Task instructions:
a. Summarize the text on Minecraft's success in two sentences.
b. According to the text on Minecraft's success, how many sales has Mojang made from its brick building game?

Document segment:
The games industry is usually pretty good at taking a very good idea, and beating the fun out of it until we're all sick to death of it. We take it as read that success will breed copycats. So here's a question for you. Minecraft is easily the most successful new idea in gaming in near memory. It was our 2010 game of the year. Mojang have raked in 4 million sales of their brick building game, and it's still selling. These are numbers that would should make any industry suit sit up and take notice. Why hasn't the mainstream industry jumped in with their own version?
It gets better. It's not just that Minecraft is selling well. It's that Minecraft has been quite cheap to develop. For a good while, Notch worked alone building the framework. There's very little art or sound resource (read, humans making stuff to sell) required. Compared to the development teams employed on games like Assassin's Creed or Call of Duty, the costs of developing a Minecraft clone is chump change.

Stored items:
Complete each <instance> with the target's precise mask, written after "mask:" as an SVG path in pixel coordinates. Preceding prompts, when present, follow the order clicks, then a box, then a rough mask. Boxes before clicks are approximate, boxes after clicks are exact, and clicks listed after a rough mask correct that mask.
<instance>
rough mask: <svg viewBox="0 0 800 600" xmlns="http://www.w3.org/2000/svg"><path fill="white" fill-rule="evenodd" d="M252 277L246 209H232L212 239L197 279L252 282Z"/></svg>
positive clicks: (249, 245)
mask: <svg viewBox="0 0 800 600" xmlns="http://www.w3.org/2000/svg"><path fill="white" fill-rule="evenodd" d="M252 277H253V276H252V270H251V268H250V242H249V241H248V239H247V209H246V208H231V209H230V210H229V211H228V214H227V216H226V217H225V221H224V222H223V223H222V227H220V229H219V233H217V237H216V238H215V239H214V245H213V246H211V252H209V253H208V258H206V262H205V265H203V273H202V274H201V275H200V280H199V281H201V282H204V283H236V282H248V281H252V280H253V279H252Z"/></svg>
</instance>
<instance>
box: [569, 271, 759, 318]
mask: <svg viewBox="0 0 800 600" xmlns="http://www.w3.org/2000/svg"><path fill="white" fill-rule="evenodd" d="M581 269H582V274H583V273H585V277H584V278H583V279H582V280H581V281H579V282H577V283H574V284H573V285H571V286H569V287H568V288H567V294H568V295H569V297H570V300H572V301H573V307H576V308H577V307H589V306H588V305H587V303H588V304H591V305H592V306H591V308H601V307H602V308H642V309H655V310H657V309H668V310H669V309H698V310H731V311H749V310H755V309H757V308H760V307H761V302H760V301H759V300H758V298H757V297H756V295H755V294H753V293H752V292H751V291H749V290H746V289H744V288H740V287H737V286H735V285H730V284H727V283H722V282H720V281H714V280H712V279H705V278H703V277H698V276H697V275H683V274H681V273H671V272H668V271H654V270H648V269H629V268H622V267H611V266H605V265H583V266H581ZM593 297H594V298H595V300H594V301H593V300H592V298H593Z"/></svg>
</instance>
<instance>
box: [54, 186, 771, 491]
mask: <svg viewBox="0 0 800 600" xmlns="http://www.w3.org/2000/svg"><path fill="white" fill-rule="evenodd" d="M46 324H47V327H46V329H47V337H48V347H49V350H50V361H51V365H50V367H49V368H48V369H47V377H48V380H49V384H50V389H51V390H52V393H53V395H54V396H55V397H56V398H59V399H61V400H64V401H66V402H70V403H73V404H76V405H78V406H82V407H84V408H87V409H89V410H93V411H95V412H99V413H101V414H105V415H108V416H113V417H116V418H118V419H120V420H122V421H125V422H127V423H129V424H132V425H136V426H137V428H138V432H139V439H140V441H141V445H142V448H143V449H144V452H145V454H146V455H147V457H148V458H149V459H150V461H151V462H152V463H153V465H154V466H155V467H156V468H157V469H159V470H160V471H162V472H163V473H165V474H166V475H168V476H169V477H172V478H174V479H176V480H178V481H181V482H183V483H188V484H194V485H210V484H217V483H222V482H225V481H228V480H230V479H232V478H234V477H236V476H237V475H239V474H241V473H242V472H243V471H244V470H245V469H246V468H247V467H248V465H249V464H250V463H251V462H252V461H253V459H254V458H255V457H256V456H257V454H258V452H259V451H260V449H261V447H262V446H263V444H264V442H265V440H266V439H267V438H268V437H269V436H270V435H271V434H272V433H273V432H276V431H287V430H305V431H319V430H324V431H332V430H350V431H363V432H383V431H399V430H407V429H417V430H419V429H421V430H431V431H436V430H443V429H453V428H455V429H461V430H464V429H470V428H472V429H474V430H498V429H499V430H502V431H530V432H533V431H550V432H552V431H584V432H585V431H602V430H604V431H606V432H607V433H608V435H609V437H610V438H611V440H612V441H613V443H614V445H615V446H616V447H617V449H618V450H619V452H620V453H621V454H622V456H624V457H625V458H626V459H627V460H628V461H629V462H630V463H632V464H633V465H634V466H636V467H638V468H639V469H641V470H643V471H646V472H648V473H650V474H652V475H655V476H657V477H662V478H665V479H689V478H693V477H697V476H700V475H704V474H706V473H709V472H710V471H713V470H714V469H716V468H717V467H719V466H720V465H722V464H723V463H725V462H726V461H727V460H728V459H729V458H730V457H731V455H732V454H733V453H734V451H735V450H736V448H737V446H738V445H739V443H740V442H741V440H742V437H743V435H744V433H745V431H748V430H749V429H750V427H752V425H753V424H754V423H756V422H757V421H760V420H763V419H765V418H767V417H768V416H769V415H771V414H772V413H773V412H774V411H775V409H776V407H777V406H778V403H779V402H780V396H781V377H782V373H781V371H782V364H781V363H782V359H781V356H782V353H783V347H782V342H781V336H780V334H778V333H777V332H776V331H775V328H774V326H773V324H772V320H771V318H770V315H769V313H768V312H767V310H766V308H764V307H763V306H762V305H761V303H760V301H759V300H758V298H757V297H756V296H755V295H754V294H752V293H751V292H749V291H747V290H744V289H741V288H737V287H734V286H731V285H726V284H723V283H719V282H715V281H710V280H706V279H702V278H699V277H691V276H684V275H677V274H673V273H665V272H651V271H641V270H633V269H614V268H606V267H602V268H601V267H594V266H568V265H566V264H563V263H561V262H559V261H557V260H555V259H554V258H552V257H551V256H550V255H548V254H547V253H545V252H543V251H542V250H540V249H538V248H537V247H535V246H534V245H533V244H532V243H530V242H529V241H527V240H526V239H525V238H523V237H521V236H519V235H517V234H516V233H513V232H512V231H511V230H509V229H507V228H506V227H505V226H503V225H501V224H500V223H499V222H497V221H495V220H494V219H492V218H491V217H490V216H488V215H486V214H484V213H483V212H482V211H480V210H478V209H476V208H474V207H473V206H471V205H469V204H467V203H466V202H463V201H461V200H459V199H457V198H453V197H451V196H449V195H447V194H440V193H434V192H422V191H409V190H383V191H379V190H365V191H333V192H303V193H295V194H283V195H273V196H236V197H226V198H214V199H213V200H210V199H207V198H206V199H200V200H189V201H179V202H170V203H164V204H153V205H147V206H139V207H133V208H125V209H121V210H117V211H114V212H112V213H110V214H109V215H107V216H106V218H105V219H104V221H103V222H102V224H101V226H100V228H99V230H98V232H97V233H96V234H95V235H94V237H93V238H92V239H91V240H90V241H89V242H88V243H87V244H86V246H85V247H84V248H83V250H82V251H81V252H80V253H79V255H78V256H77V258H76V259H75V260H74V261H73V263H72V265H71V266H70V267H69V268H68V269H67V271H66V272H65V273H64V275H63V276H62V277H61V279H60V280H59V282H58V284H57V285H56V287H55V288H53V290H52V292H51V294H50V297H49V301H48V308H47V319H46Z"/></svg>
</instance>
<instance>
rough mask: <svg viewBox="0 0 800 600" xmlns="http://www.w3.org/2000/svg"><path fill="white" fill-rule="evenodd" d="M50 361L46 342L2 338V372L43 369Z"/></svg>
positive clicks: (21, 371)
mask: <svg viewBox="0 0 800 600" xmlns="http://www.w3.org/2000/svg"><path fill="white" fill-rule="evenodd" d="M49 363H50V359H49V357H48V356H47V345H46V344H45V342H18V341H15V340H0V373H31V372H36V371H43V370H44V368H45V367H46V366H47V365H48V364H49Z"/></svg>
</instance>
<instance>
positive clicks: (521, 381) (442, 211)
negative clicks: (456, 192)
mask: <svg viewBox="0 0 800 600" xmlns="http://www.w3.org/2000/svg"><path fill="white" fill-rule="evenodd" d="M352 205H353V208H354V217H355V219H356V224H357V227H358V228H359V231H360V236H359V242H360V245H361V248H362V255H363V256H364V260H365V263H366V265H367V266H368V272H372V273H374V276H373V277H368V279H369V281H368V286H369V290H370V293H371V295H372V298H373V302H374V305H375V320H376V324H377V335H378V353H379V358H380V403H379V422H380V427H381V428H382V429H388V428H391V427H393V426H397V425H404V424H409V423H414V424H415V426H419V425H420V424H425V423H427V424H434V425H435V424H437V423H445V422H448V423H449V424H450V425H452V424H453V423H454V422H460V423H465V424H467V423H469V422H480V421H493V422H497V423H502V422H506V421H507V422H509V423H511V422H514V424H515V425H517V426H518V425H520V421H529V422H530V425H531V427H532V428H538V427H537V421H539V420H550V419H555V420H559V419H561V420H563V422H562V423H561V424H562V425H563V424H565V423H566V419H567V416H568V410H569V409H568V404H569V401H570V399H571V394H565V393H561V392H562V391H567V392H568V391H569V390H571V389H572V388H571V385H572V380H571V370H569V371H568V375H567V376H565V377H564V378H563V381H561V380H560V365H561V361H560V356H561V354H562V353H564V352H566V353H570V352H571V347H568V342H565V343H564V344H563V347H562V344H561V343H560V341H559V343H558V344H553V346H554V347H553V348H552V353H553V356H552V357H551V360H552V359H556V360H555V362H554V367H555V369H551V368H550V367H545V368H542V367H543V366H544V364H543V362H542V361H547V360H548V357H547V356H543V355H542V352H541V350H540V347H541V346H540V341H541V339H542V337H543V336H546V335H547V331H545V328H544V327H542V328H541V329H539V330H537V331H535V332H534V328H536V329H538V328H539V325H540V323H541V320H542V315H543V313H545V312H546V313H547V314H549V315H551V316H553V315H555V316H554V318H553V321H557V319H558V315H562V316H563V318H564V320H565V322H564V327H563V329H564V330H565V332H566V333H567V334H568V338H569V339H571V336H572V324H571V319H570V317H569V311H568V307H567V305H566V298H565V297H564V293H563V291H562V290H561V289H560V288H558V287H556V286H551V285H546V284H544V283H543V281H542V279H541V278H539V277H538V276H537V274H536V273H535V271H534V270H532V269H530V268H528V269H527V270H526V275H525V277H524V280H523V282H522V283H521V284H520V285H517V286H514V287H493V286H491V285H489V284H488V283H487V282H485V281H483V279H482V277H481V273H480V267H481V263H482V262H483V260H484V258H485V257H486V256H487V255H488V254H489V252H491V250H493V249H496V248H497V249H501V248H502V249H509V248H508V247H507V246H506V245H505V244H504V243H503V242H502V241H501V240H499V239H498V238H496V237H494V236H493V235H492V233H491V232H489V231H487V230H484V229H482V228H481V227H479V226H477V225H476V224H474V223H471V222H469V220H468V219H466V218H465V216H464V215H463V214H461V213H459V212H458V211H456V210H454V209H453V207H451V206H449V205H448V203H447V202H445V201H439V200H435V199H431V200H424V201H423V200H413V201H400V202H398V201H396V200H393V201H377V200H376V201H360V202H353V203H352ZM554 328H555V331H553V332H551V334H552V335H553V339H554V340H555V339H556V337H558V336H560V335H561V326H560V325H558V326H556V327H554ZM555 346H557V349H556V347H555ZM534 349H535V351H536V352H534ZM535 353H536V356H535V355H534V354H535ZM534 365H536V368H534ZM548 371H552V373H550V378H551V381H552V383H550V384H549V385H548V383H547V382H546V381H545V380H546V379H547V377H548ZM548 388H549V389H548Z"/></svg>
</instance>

Solved tasks:
a. Minecraft, easily the most successful new idea in gaming in near memory, has sold 4 million copies and is still selling, yet the mainstream industry hasn't jumped in with its own version. This is all the more notable because the game was cheap to develop: Notch worked alone on the framework for a good while, and little art or sound resource was needed.

b. 4 million sales.